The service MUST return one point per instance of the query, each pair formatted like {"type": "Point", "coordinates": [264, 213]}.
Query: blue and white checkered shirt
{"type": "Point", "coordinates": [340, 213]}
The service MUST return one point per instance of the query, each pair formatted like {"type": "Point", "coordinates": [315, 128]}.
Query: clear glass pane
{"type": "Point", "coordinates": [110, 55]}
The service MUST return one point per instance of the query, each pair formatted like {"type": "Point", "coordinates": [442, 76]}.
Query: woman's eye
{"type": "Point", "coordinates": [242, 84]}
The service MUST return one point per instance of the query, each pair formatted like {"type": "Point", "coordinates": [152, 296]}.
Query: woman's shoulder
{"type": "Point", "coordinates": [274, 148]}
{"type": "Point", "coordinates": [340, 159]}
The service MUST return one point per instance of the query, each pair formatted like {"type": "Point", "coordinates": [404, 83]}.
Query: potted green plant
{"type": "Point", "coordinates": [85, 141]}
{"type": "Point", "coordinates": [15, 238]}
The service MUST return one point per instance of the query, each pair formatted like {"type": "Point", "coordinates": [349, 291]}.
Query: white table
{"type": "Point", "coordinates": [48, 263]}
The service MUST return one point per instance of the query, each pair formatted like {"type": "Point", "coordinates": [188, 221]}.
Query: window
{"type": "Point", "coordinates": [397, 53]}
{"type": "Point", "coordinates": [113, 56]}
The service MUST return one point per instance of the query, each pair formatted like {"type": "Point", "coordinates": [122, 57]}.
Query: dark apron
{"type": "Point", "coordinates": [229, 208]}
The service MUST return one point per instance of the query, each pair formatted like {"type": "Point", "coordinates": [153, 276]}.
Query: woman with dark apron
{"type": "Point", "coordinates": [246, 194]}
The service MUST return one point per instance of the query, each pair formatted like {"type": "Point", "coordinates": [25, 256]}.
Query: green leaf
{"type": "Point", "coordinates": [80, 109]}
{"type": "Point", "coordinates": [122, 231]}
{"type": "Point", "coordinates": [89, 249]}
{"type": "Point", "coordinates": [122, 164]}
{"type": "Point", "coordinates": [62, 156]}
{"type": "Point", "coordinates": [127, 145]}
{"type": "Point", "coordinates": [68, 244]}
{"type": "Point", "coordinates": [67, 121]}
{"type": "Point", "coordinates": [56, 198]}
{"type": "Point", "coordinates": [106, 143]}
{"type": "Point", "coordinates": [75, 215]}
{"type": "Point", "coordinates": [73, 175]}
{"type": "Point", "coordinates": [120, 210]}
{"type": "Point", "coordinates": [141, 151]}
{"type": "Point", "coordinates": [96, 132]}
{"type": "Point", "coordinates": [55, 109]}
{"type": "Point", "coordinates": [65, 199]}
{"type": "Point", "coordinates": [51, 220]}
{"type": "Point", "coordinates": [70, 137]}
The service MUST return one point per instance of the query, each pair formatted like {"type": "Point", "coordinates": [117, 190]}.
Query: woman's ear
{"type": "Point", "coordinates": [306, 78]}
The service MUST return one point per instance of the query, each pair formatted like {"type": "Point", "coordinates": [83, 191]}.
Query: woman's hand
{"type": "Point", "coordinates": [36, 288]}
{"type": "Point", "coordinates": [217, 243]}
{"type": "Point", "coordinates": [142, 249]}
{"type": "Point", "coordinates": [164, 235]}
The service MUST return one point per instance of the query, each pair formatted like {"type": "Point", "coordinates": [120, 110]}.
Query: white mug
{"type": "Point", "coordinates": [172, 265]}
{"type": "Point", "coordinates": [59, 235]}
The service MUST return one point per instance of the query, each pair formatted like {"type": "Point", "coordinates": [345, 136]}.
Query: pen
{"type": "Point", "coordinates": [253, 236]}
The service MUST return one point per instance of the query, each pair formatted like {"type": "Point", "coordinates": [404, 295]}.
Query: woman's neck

··········

Exercise aim:
Write out the full set of records exactly as given.

Problem solution:
The service MUST return one point per instance of the query, each pair formatted like {"type": "Point", "coordinates": [264, 213]}.
Query: blue and white checkered shirt
{"type": "Point", "coordinates": [340, 213]}
The service MUST return one point per instance of the query, each pair formatted like {"type": "Point", "coordinates": [315, 128]}.
Query: clear glass pane
{"type": "Point", "coordinates": [110, 55]}
The service MUST return one point per instance of the query, each pair formatted like {"type": "Point", "coordinates": [442, 76]}.
Query: woman's eye
{"type": "Point", "coordinates": [242, 84]}
The service MUST return one point per instance of the query, each pair formatted like {"type": "Point", "coordinates": [152, 296]}.
Query: woman's shoulder
{"type": "Point", "coordinates": [274, 148]}
{"type": "Point", "coordinates": [340, 159]}
The service MUST return one point per instance of the query, each pair formatted like {"type": "Point", "coordinates": [404, 83]}.
Query: potted green plant
{"type": "Point", "coordinates": [85, 141]}
{"type": "Point", "coordinates": [15, 238]}
The service MUST return one point per instance of the query, each pair formatted like {"type": "Point", "coordinates": [349, 291]}.
Query: white table
{"type": "Point", "coordinates": [48, 263]}
The service MUST return one point per instance of the query, each pair formatted like {"type": "Point", "coordinates": [188, 221]}.
Query: window
{"type": "Point", "coordinates": [397, 53]}
{"type": "Point", "coordinates": [113, 56]}
The service MUST return one point per instance of the query, each pair formatted like {"type": "Point", "coordinates": [122, 57]}.
Query: dark apron
{"type": "Point", "coordinates": [229, 208]}
The service MUST return one point per instance of the query, each pair formatted like {"type": "Point", "coordinates": [153, 276]}.
Query: woman with dark apron
{"type": "Point", "coordinates": [246, 194]}
The service MUST return one point per instance of the query, each pair formatted like {"type": "Point", "coordinates": [25, 256]}.
Query: green leaf
{"type": "Point", "coordinates": [80, 109]}
{"type": "Point", "coordinates": [122, 231]}
{"type": "Point", "coordinates": [89, 249]}
{"type": "Point", "coordinates": [122, 164]}
{"type": "Point", "coordinates": [62, 156]}
{"type": "Point", "coordinates": [127, 145]}
{"type": "Point", "coordinates": [68, 244]}
{"type": "Point", "coordinates": [67, 121]}
{"type": "Point", "coordinates": [56, 198]}
{"type": "Point", "coordinates": [106, 143]}
{"type": "Point", "coordinates": [75, 215]}
{"type": "Point", "coordinates": [73, 175]}
{"type": "Point", "coordinates": [120, 210]}
{"type": "Point", "coordinates": [141, 151]}
{"type": "Point", "coordinates": [96, 132]}
{"type": "Point", "coordinates": [55, 109]}
{"type": "Point", "coordinates": [65, 199]}
{"type": "Point", "coordinates": [51, 220]}
{"type": "Point", "coordinates": [70, 137]}
The service MUST return one point per instance of the query, each pair formatted like {"type": "Point", "coordinates": [117, 190]}.
Query: woman's ear
{"type": "Point", "coordinates": [306, 78]}
The service MUST return one point per instance of the query, each pair formatted like {"type": "Point", "coordinates": [83, 191]}.
Query: woman's hand
{"type": "Point", "coordinates": [36, 288]}
{"type": "Point", "coordinates": [217, 243]}
{"type": "Point", "coordinates": [142, 249]}
{"type": "Point", "coordinates": [164, 235]}
The service MUST return one point per instance of the query, each pair formatted like {"type": "Point", "coordinates": [120, 110]}.
Query: white mug
{"type": "Point", "coordinates": [172, 265]}
{"type": "Point", "coordinates": [59, 235]}
The service MUST return one point per instance of the query, each pair formatted like {"type": "Point", "coordinates": [345, 136]}.
Query: pen
{"type": "Point", "coordinates": [253, 236]}
The service MUST return one point per instance of the query, each pair formatted like {"type": "Point", "coordinates": [404, 295]}.
Query: woman's neck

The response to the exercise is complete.